**Provided passage**
════
Vodka in their minds

READER'S VIEWS - The Freeman

“They have vodka in their minds,” says an Ukrainian woman about the Russians who are raiding her country. Indeed in the first days of Putin’s special military operation we saw videos of soldiers breaking into supermarkets and private houses looting alcoholic liquors. In autumn during the partial mobilization we saw soldiers drinking in a bus going to the front.

It is known that cigarettes and alcohol is part of the daily apportionment of frontline soldiers in all armies in order to calm the nerves and give them courage to leave the trenches and run an assault. But the scourge in Russian armies in all history has been an excessive consumption of alcohol.

The French general Jean-Paul Perruche relates an experience he witnessed in 1991 during a one week’s visit on the invitation of soviet high-ranking parachutist officers: “I discovered that – what I had read before in books was true – the colonels and the generals after the seventh or eighth toast of vodka in beer glasses fell from their chairs and had to be evacuated.”

Thierry Wolton, specialist for communist societies had an even worse adventure in Moscow just two years after the breakdown of the Soviet Union. He was invited to a party of three Russian doctors and their wives. “Before meal, we drank beer mixed with whisky, the first glass went gloo gloo gloo. (After that politeness drink I remained dry excusing myself.) The second glass had more whisky than beer and the third was almost whisky straight. And boom boom boom they fell on the floor. I was alone with three women. It was surrealistic.”

Alcoholism creates violence. Cases of road rage are a common feature in Russia. A human rights organization reports that on a yearly average 14,000 women are killed by their husbands, that is 38 murders per day. Wife battering is accepted even by the family of the victim of such domestic violence. Russia is the country with the third-highest divorce rate after Maldives and Guam.

Notorious in the Russian army is the brutal hazing of conscripts by superiors. Estimates vary between 4000 to 6000 dead soldiers each year due to ‘dedovshchina’. That explains the flagrant lack of platoon leaders. After their obligatory service Russians are fed-up with the army. Only the few sadistic soldiers sign a contract for a career as officer. Consequently the conscripts that are sent as cannon fodder against Ukrainian snipers have no professionally trained leader.
════
**Work order**
Can you reproduce the full reader's piece on vodka and the Russian army, word for word?

**Dataset section**
════
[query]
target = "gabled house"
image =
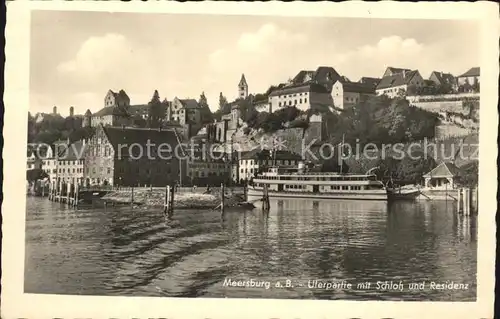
════
**Written solution**
Vodka in their minds

READER'S VIEWS - The Freeman

“They have vodka in their minds,” says an Ukrainian woman about the Russians who are raiding her country. Indeed in the first days of Putin’s special military operation we saw videos of soldiers breaking into supermarkets and private houses looting alcoholic liquors. In autumn during the partial mobilization we saw soldiers drinking in a bus going to the front.

It is known that cigarettes and alcohol is part of the daily apportionment of frontline soldiers in all armies in order to calm the nerves and give them courage to leave the trenches and run an assault. But the scourge in Russian armies in all history has been an excessive consumption of alcohol.

The French general Jean-Paul Perruche relates an experience he witnessed in 1991 during a one week’s visit on the invitation of soviet high-ranking parachutist officers: “I discovered that – what I had read before in books was true – the colonels and the generals after the seventh or eighth toast of vodka in beer glasses fell from their chairs and had to be evacuated.”

Thierry Wolton, specialist for communist societies had an even worse adventure in Moscow just two years after the breakdown of the Soviet Union. He was invited to a party of three Russian doctors and their wives. “Before meal, we drank beer mixed with whisky, the first glass went gloo gloo gloo. (After that politeness drink I remained dry excusing myself.) The second glass had more whisky than beer and the third was almost whisky straight. And boom boom boom they fell on the floor. I was alone with three women. It was surrealistic.”

Alcoholism creates violence. Cases of road rage are a common feature in Russia. A human rights organization reports that on a yearly average 14,000 women are killed by their husbands, that is 38 murders per day. Wife battering is accepted even by the family of the victim of such domestic violence. Russia is the country with the third-highest divorce rate after Maldives and Guam.

Notorious in the Russian army is the brutal hazing of conscripts by superiors. Estimates vary between 4000 to 6000 dead soldiers each year due to ‘dedovshchina’. That explains the flagrant lack of platoon leaders. After their obligatory service Russians are fed-up with the army. Only the few sadistic soldiers sign a contract for a career as officer. Consequently the conscripts that are sent as cannon fodder against Ukrainian snipers have no professionally trained leader.